====== Records supplied
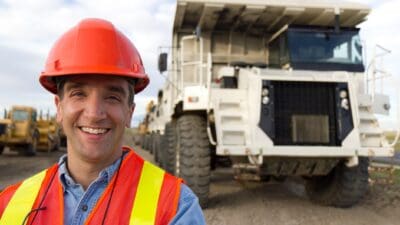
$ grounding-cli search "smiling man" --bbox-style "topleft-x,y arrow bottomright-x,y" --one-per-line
0,19 -> 205,225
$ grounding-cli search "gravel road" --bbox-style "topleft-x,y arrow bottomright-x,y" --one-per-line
0,134 -> 400,225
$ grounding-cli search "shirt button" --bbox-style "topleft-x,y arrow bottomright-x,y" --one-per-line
81,205 -> 88,212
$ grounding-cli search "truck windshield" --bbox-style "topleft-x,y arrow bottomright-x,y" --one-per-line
287,29 -> 364,71
12,110 -> 29,121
============
### Written request
Rename "grounding-cli" to "boxfinder" throughout every entry and repeat the entries with nothing else changed. Leave the pictures out of your answer.

### Written solution
$ boxfinder search "smiling man" --bbox-style "topleft-x,y arrow bottomright-x,y" --one-per-line
0,19 -> 205,225
$ boxfinder search "gravel road" --bbox-style "topleft-x,y arrow bottomright-x,y" --one-per-line
0,134 -> 400,225
$ boxfinder search "shirt button" --bbox-style "topleft-x,y arrow bottomright-x,y" --one-per-line
81,205 -> 88,212
$ boxfinder search "truck windshield" --bbox-style "topleft-x,y arrow bottomright-x,y" --one-per-line
287,29 -> 364,71
12,110 -> 29,121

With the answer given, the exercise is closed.